*Written request:* Copy the data below word for word, from its very first line down to and including the line containing "x=750 y=698". Leave the pictures out.

——

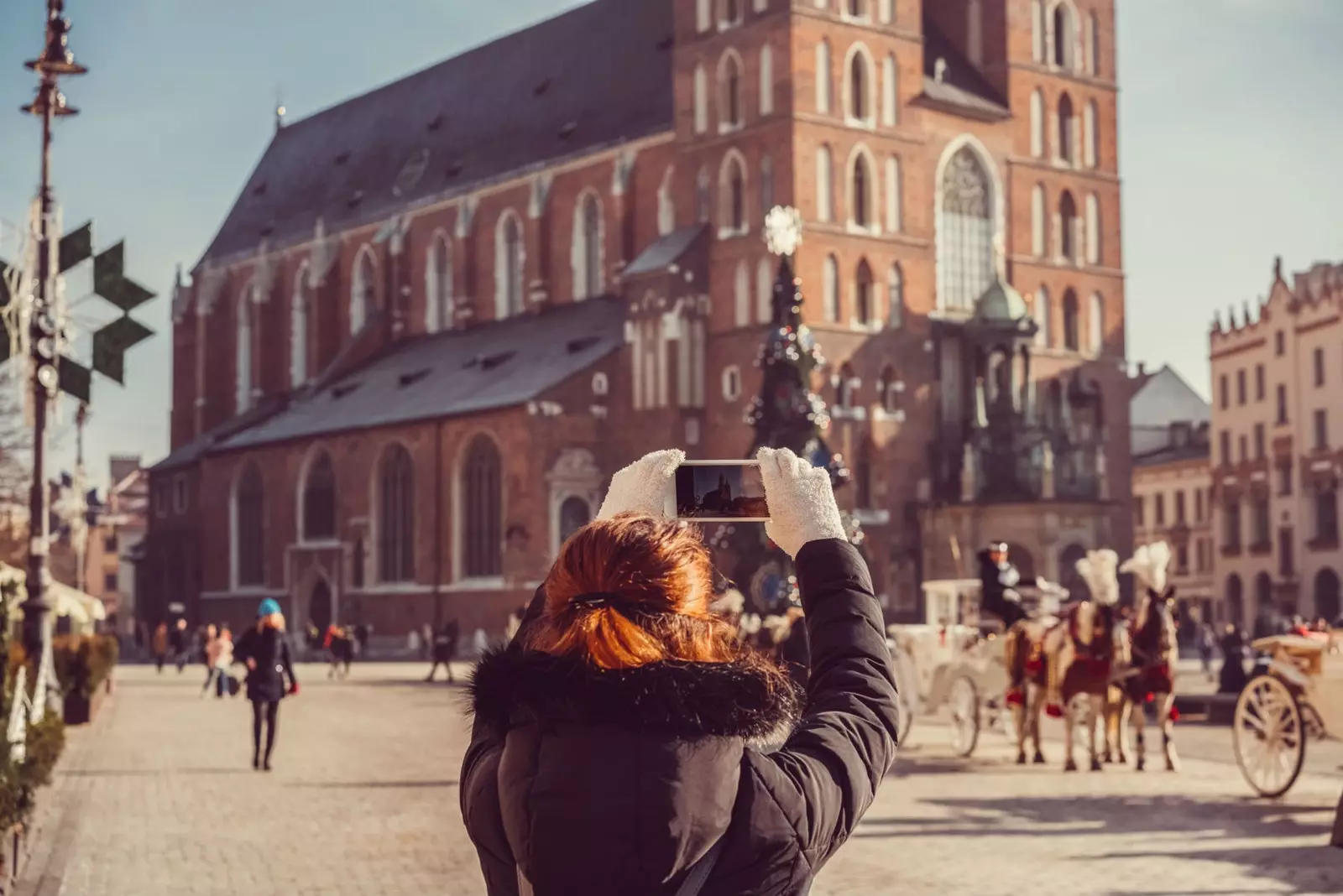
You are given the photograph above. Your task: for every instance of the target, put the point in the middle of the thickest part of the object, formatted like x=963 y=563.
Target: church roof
x=594 y=76
x=483 y=367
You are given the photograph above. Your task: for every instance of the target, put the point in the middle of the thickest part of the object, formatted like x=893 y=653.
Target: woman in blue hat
x=265 y=649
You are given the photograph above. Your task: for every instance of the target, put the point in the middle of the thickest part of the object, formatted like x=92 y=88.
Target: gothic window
x=438 y=286
x=300 y=306
x=702 y=101
x=729 y=91
x=363 y=295
x=1037 y=123
x=825 y=179
x=508 y=267
x=242 y=354
x=588 y=247
x=830 y=290
x=396 y=517
x=863 y=294
x=481 y=488
x=1068 y=227
x=766 y=80
x=248 y=529
x=1065 y=130
x=320 y=499
x=823 y=76
x=1071 y=325
x=964 y=232
x=896 y=297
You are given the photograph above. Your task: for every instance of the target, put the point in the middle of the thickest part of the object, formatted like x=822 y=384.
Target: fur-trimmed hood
x=750 y=698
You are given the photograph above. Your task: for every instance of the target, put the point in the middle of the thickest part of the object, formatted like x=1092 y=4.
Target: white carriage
x=1296 y=699
x=958 y=660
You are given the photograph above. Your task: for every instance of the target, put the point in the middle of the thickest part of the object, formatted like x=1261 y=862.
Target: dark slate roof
x=494 y=365
x=664 y=251
x=604 y=69
x=962 y=89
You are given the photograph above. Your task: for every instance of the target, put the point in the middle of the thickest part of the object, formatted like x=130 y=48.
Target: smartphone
x=720 y=491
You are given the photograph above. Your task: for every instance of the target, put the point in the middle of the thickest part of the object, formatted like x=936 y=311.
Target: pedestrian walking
x=445 y=649
x=160 y=645
x=622 y=681
x=265 y=651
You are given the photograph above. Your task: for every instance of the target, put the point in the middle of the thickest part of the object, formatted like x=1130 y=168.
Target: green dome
x=1001 y=304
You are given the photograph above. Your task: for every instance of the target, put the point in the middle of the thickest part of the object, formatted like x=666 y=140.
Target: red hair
x=660 y=581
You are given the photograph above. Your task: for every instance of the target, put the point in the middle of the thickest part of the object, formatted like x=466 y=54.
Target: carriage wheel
x=964 y=715
x=1268 y=737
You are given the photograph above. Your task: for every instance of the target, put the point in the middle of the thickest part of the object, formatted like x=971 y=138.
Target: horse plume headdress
x=1099 y=569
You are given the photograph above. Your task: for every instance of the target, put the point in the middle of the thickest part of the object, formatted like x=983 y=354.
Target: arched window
x=1071 y=325
x=765 y=291
x=574 y=515
x=1037 y=123
x=895 y=214
x=860 y=190
x=481 y=488
x=320 y=499
x=1037 y=221
x=363 y=295
x=732 y=194
x=1096 y=325
x=896 y=297
x=242 y=351
x=508 y=267
x=666 y=203
x=823 y=78
x=966 y=260
x=588 y=275
x=729 y=91
x=1043 y=320
x=438 y=286
x=248 y=529
x=702 y=101
x=1068 y=227
x=830 y=289
x=1067 y=150
x=974 y=33
x=1092 y=230
x=1090 y=134
x=300 y=305
x=890 y=93
x=825 y=180
x=742 y=294
x=863 y=294
x=396 y=517
x=766 y=80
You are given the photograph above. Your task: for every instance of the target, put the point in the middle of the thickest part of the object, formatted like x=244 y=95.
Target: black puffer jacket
x=613 y=784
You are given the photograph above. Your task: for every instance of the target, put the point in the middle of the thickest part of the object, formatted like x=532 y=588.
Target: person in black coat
x=624 y=742
x=270 y=675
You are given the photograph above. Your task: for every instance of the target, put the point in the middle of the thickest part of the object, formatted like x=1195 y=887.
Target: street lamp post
x=44 y=331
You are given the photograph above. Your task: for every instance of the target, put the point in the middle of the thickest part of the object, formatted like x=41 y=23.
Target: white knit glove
x=644 y=486
x=802 y=502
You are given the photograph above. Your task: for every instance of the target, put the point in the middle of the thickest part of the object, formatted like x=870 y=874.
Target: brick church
x=441 y=314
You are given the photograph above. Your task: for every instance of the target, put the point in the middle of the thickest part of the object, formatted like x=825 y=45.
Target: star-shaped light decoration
x=783 y=230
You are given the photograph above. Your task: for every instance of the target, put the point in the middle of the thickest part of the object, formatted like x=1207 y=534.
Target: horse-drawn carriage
x=1296 y=699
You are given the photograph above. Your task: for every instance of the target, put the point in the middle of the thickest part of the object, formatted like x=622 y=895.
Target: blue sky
x=1229 y=143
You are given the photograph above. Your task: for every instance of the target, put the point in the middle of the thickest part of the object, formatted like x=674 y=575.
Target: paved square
x=159 y=799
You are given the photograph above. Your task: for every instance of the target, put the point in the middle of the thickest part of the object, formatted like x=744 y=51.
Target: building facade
x=443 y=313
x=1276 y=464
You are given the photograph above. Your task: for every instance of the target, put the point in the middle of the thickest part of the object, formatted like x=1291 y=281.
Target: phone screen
x=720 y=490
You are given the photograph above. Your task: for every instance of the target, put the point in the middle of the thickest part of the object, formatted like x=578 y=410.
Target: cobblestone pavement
x=159 y=799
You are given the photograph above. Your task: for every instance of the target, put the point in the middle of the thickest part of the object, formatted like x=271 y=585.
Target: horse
x=1152 y=678
x=1083 y=651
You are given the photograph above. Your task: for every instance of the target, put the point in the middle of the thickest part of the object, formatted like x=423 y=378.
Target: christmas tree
x=786 y=414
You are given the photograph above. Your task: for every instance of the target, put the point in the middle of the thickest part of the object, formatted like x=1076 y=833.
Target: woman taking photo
x=624 y=742
x=265 y=649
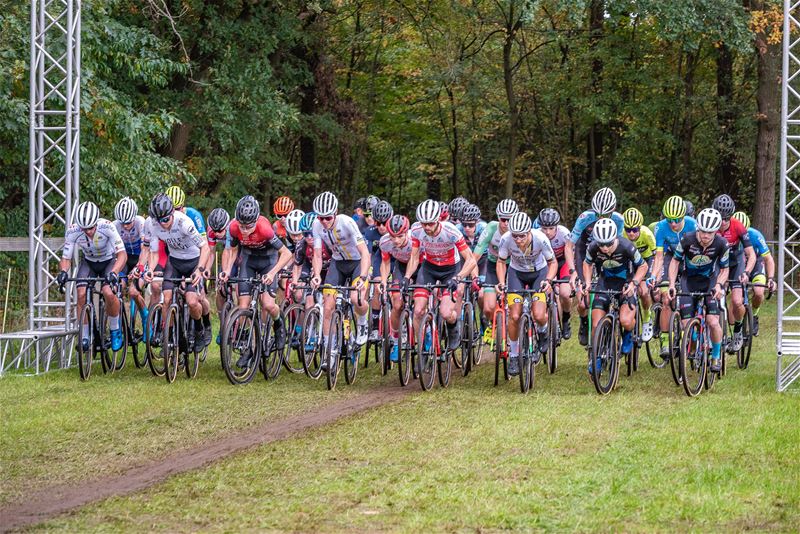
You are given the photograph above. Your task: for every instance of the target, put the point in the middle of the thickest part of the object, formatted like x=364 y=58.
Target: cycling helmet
x=709 y=220
x=87 y=215
x=632 y=218
x=282 y=206
x=742 y=218
x=176 y=195
x=293 y=220
x=383 y=212
x=470 y=213
x=674 y=208
x=428 y=211
x=605 y=231
x=326 y=204
x=506 y=208
x=308 y=221
x=519 y=223
x=604 y=201
x=218 y=219
x=398 y=225
x=247 y=210
x=161 y=206
x=724 y=205
x=126 y=210
x=549 y=217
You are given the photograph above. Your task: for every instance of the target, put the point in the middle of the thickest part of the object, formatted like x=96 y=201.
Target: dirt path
x=50 y=502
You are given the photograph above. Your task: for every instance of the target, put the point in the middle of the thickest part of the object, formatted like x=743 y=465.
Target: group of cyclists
x=606 y=255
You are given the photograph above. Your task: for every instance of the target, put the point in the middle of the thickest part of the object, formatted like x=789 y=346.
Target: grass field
x=472 y=457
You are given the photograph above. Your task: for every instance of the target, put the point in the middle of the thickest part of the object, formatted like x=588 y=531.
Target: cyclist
x=437 y=248
x=645 y=242
x=532 y=264
x=104 y=256
x=129 y=225
x=741 y=264
x=350 y=261
x=619 y=267
x=253 y=232
x=668 y=232
x=395 y=248
x=549 y=223
x=187 y=254
x=701 y=254
x=764 y=271
x=604 y=202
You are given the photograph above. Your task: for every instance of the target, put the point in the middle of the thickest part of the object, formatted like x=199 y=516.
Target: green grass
x=475 y=457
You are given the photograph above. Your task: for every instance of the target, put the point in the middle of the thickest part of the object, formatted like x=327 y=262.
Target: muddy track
x=50 y=502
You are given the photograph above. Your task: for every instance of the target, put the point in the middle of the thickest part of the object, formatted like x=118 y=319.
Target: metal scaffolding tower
x=55 y=83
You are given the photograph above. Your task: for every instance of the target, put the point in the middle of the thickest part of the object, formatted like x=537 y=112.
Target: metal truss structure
x=55 y=84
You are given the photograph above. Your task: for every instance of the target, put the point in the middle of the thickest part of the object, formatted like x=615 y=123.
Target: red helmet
x=282 y=206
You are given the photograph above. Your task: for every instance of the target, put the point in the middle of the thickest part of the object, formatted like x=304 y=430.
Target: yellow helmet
x=176 y=195
x=632 y=218
x=742 y=218
x=674 y=208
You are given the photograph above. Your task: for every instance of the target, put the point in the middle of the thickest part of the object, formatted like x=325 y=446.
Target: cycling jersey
x=667 y=239
x=342 y=239
x=131 y=238
x=533 y=258
x=701 y=262
x=262 y=241
x=182 y=239
x=102 y=246
x=441 y=249
x=619 y=264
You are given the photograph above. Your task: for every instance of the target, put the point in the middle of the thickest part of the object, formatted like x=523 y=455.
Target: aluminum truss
x=53 y=183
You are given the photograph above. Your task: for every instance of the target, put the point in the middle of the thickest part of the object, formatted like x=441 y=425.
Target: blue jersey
x=667 y=240
x=582 y=231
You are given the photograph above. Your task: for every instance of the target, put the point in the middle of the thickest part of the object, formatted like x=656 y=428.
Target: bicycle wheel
x=605 y=358
x=155 y=356
x=334 y=347
x=527 y=344
x=311 y=344
x=405 y=357
x=239 y=349
x=171 y=341
x=426 y=351
x=85 y=357
x=693 y=358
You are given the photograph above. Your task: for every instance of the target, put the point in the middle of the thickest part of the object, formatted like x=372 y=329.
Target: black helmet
x=549 y=217
x=383 y=211
x=724 y=205
x=470 y=213
x=247 y=210
x=161 y=206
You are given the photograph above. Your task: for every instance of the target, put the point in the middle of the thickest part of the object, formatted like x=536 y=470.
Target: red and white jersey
x=443 y=248
x=389 y=250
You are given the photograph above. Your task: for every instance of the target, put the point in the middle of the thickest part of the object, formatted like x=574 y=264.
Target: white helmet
x=429 y=211
x=709 y=220
x=87 y=215
x=126 y=210
x=293 y=221
x=326 y=204
x=604 y=201
x=605 y=230
x=506 y=208
x=519 y=223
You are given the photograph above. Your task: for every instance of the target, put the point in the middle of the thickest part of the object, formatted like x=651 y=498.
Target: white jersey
x=182 y=239
x=102 y=246
x=132 y=238
x=535 y=257
x=342 y=239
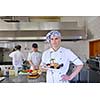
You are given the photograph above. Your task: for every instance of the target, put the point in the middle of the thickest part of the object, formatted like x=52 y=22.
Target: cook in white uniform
x=61 y=56
x=34 y=57
x=17 y=58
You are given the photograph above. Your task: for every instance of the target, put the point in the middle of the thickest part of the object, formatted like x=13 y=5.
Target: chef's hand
x=66 y=77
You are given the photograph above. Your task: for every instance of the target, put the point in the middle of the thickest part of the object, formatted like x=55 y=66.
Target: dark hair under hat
x=35 y=45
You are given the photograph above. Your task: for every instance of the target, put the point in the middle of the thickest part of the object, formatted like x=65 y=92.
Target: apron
x=54 y=76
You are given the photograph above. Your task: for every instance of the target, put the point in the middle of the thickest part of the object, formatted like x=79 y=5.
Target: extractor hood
x=38 y=30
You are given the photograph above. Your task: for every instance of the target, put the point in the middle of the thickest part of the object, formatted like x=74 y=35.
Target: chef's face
x=35 y=49
x=55 y=42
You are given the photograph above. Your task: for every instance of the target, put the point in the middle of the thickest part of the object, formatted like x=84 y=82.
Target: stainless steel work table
x=24 y=79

——

*Written answer:*
You are given the photograph above. Your task: for every instance of the target, put the point in the middle of the thickest part of the object, formatted like x=963 y=563.
Target: church roof
x=594 y=76
x=483 y=367
You are given the photograph above. Your task: for every instance of the target, put the point in the middle of the thickest part of the object, formatted like x=893 y=653.
Target: woman in blue hat
x=265 y=649
You are given the photograph above. Your task: for every instance of the target, put the point in the middle of the thickest part of the object, formatted like x=92 y=88.
Target: gothic window
x=438 y=286
x=300 y=306
x=702 y=101
x=729 y=91
x=363 y=295
x=1037 y=123
x=825 y=179
x=508 y=267
x=242 y=354
x=588 y=247
x=830 y=290
x=396 y=517
x=863 y=294
x=481 y=488
x=1068 y=227
x=766 y=80
x=248 y=529
x=1065 y=130
x=320 y=499
x=823 y=76
x=1071 y=325
x=964 y=232
x=896 y=297
You are given the photograph above. Your task: for every instance of the target, put the point in the middle of the thickest part of the object, formatted like x=822 y=384.
Target: fur-trimmed hood
x=750 y=698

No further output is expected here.